WRITTEN EXERCISE ▸ Please continue the code review thread about the CPMS test role, picking up right after its last line.

Support CPMS test role in shiftstack-qa automation#9
Conversation
imatza-rh
left a comment
There was a problem hiding this comment.
Good port from the IR-plugin. Nice improvements: OpenStack resource cleanup in always, must-gather on test failure. Nit: PR description says "branch fallback" but prepare_openshift_tests.yml has no fallback - same as all other roles, works fine.
Please run ./gate.sh (ansible-lint + pre-commit inside the shiftstack-client container) - no CI checks are configured on GitHub PRs. yamllint passes locally, but ansible-lint needs the container.
| - post | ||
| - verification | ||
| - day2ops | ||
| - cpms_test |
There was a problem hiding this comment.
Is cpms_test needed here? This is a Jenkins job definition — the Zuul integration job uses osp_verification.yaml. The e2e-periodic rolls all 3 masters (5h ginkgo timeout) and has been a systemic timeout in Jenkins since 4.18.
There was a problem hiding this comment.
You're right, this is a Jenkins job definition and the e2e-periodic 5h timeout would be problematic here. Removed cpms_test from stages, cpms_replace_attrs from day2ops_procedures, and the cpms_replacements vars. The CPMS tests will only run via the Zuul integration job using osp_verification.yaml.
| - cpms_replacements.sg_name in item.security_groups | json_query('[*].name') | ||
| with_items: "{{ master_after }}" | ||
|
|
||
| rescue: |
There was a problem hiding this comment.
The day2ops wrapper run_procedure.yml already runs must-gather + records failure on rescue. This inner rescue duplicates that. See how moving-etcd-to-ephemeral.yml handles it — no inner rescue, relies on the wrapper. Consider removing this rescue block (keep the always — the restore logic is correct and needed).
There was a problem hiding this comment.

RECORDS PROVIDED ▸
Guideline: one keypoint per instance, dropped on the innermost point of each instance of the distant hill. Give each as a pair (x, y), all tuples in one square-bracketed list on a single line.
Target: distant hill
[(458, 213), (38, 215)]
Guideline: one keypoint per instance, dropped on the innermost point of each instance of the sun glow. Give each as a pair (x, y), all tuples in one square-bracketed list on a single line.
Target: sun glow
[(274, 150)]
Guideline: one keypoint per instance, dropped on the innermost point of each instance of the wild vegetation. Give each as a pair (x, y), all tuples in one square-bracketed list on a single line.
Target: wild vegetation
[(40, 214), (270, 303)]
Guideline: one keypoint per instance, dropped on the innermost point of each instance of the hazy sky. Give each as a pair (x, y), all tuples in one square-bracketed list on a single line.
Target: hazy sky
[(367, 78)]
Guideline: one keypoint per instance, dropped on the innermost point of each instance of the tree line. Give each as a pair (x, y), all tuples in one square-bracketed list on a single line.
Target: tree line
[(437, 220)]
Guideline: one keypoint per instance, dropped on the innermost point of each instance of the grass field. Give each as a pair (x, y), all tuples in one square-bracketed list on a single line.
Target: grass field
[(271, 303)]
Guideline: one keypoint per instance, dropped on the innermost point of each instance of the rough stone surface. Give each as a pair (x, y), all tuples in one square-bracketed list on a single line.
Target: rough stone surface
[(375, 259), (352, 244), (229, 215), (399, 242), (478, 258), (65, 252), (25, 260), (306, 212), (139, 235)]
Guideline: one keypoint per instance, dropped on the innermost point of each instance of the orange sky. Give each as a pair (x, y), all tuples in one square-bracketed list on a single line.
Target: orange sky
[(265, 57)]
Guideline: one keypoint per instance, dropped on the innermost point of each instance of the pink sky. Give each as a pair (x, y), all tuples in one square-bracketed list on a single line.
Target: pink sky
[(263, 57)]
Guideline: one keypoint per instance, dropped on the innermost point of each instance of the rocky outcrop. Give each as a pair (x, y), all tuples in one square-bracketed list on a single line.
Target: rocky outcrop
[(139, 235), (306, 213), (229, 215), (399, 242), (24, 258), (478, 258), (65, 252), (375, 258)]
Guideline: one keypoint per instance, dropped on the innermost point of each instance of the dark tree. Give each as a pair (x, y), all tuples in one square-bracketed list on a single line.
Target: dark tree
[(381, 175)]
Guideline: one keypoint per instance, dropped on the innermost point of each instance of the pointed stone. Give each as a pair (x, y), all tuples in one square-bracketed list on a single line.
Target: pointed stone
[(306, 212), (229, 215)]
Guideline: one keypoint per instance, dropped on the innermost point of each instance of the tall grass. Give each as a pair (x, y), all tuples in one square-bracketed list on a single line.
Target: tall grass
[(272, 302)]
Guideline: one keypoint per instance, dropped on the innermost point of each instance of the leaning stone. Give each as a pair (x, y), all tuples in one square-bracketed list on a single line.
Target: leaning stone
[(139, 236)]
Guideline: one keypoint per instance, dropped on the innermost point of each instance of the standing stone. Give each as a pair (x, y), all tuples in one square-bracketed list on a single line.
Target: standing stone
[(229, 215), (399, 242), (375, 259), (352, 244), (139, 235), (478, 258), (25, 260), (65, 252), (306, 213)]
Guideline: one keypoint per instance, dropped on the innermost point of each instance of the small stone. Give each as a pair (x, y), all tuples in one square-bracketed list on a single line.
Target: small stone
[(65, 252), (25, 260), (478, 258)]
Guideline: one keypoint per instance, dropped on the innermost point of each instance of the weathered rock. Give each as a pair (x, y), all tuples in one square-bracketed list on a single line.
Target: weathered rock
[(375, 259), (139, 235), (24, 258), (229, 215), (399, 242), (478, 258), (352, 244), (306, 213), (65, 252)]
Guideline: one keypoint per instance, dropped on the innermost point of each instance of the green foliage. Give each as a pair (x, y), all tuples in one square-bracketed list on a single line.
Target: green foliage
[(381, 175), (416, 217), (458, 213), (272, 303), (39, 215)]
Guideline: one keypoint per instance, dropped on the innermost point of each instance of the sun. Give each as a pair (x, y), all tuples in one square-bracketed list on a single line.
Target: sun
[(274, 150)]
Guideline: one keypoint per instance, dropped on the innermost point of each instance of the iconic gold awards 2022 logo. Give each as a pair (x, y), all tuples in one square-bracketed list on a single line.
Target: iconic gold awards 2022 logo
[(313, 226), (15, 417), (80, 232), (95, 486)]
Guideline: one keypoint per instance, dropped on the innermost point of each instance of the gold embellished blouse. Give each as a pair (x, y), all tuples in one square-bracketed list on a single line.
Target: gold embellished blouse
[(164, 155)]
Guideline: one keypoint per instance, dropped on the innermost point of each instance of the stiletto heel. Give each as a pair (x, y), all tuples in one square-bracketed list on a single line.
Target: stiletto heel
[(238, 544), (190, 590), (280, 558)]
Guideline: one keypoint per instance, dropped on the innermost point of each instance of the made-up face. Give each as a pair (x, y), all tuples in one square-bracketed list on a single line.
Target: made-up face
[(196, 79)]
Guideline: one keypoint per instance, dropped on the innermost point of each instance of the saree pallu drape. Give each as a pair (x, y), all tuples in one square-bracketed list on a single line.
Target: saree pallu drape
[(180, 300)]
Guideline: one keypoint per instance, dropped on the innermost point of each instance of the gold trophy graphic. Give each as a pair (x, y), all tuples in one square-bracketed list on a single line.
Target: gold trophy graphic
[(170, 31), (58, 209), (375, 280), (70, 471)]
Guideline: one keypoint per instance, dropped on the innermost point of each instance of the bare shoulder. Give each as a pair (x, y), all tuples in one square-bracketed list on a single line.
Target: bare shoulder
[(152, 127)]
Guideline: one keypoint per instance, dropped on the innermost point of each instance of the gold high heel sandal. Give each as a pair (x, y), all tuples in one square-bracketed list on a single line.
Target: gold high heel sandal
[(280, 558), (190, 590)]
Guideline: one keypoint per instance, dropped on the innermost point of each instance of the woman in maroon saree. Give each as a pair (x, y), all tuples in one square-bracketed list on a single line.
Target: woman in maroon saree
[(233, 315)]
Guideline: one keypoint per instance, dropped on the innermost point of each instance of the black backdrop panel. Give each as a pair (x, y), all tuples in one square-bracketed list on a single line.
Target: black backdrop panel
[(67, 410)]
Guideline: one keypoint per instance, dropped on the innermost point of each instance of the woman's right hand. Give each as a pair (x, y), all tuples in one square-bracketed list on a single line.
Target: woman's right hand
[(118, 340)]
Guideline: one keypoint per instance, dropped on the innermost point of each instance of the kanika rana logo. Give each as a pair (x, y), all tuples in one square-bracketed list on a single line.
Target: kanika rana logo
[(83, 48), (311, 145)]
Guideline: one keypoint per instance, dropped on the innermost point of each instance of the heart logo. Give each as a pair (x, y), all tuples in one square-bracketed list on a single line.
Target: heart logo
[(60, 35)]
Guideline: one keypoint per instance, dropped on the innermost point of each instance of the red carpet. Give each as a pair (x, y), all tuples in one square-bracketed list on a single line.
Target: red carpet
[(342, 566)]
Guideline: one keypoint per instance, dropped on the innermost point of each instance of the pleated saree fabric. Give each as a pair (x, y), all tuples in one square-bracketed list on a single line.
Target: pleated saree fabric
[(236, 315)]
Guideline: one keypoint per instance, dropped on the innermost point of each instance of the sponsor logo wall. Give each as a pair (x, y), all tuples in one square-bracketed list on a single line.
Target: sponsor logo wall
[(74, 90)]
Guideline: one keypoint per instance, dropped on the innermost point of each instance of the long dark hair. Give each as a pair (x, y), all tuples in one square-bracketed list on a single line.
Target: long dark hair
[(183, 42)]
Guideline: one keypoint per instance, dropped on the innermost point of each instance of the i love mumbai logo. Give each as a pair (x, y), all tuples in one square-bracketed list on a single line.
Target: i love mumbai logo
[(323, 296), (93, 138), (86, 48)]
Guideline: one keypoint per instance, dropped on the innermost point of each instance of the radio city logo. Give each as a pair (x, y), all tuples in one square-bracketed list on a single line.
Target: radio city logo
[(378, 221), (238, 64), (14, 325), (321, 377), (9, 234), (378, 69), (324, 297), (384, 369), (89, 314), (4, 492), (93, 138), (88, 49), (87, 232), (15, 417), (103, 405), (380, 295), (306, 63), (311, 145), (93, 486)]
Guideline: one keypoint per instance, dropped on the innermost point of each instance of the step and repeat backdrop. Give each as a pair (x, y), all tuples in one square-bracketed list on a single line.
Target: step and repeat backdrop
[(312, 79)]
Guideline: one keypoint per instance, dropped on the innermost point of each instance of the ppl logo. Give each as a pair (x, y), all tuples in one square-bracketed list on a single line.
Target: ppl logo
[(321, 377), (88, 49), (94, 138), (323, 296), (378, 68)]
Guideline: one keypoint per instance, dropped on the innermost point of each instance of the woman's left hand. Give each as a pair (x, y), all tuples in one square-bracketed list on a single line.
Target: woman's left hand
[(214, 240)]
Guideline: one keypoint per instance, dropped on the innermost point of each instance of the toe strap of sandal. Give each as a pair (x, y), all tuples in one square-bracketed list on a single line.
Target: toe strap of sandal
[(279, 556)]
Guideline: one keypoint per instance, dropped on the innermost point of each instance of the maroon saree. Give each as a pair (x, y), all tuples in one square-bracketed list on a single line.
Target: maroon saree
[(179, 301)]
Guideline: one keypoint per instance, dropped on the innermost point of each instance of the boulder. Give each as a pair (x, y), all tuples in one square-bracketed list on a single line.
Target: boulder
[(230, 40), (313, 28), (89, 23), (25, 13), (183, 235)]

WRITTEN RESPONSE ▸
Agreed. run_procedure.yml already handles must-gather and failure recording in its rescue block. Removed the inner rescue to follow the same pattern as moving-etcd-to-ephemeral.yml. The always block with the CPMS restore logic is kept since that's procedure-specific cleanup that the wrapper can't handle.
…inner rescue Co-authored-by: Cursor <cursoragent@cursor.com>
…n on test failure
f88cbb5 to
cce04e6
Compare
Summary
cpms_teststage role that runs the upstreamcluster-control-plane-machine-set-operatore2e tests (presubmit + periodic) with branch fallback logic for newer OCP versionscpms_replace_attrsday2ops procedure ported from the openshift-ir-plugin, which validates CPMS reconciliation by patching failure domains, networks, and security groups on control plane nodesocp_testing.yamland enable it inosp_verificationand4.17_ovnkubernetes_ipijob definitionsDetails
The CPMS operator manages the lifecycle of OCP control plane machines. This PR ports the existing Jenkins/IR-based CPMS testing into shiftstack-qa's Ansible automation framework.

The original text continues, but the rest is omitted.